Quelques mots d’un camarade de l’Etat Français sur le PCMLM

Cet article a pour but d’apporter un point de vue de militant maoïste sur le PCMLM, maintenant appelé PCF(mlm). Le PCMLM se définit comme le parti d’avant-garde du prolétariat en France. Certaines personnes ont pu le connaître en tombant sur son site internet (appelé successivement contre-informations, voie lactée, les matérialistes…). Cet article s’adresse donc aux communistes sincères qui connaissent ces sites. Il s’agit d’une analyse personnelle et partielle, et en aucun cas de celle d’un parti ou d’une organisation. Lisant les publications de ces sites depuis presque une dizaine d’années, je vais me limiter à des constatations générales sur le PCMLM. Ici, pas de ragots, pas de faits personnels, de critiques individuelles ou d’infos croustillantes, désolé ; il ne s’agit pas d’un « piss contest » mais d’une réponse sur le fond à une option idéologique se revendiquant du maoïsme.

Tout d’abord, le débat entre communiste ne peut se faire qu’autour d’un ensemble de principes, d’un socle commun sur lequel travailler pour améliorer notre théorie commune par la pratique de la critique et de l’autocritique. Le marxisme étant une science, les faits sont vérifiés empiriquement, selon la formule pratique-théorie-pratique. Nous allons parler ici du maoïsme, nom générique de la théorie marxiste-léniniste-maoïste synthétisée après la mort de Mao, notamment par le Mouvement Révolutionnaire International dont le PCMLM se revendique également. Autant que possible, s’il se fait sans compromis, le débat entre communistes doit être bienveillant et honnête : il doit viser au niveau national comme international à développer et faire triompher une « ligne rouge ». Les communistes disent ce qu’ils pensent et font ce qu’ils disent.

**Travail demandé**
(A) Dans le texte sur le PCMLM, sous quel nom le parti est-il désormais appelé ?
(B) Reproduisez fidèlement le passage du texte sur le PCMLM qui commence à « Cet article a » et se termine à « revendiquant du maoïsme. ».

Enregistrements du jeu de données:
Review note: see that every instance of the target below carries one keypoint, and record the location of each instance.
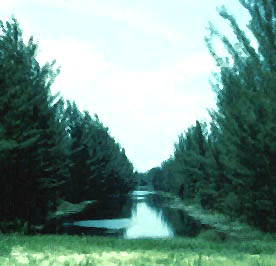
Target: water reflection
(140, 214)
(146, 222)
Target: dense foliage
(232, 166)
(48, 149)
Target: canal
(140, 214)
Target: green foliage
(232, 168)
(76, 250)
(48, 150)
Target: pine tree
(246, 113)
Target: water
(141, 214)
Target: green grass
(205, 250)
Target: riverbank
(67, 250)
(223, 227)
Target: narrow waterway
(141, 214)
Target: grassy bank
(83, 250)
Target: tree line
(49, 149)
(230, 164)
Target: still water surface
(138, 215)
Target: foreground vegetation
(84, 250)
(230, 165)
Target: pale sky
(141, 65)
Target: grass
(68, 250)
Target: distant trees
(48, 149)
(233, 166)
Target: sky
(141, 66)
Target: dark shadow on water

**Les réponses**
(A) PCF(mlm)

(B)
Cet article a pour but d’apporter un point de vue de militant maoïste sur le PCMLM, maintenant appelé PCF(mlm). Le PCMLM se définit comme le parti d’avant-garde du prolétariat en France. Certaines personnes ont pu le connaître en tombant sur son site internet (appelé successivement contre-informations, voie lactée, les matérialistes…). Cet article s’adresse donc aux communistes sincères qui connaissent ces sites. Il s’agit d’une analyse personnelle et partielle, et en aucun cas de celle d’un parti ou d’une organisation. Lisant les publications de ces sites depuis presque une dizaine d’années, je vais me limiter à des constatations générales sur le PCMLM. Ici, pas de ragots, pas de faits personnels, de critiques individuelles ou d’infos croustillantes, désolé ; il ne s’agit pas d’un « piss contest » mais d’une réponse sur le fond à une option idéologique se revendiquant du maoïsme.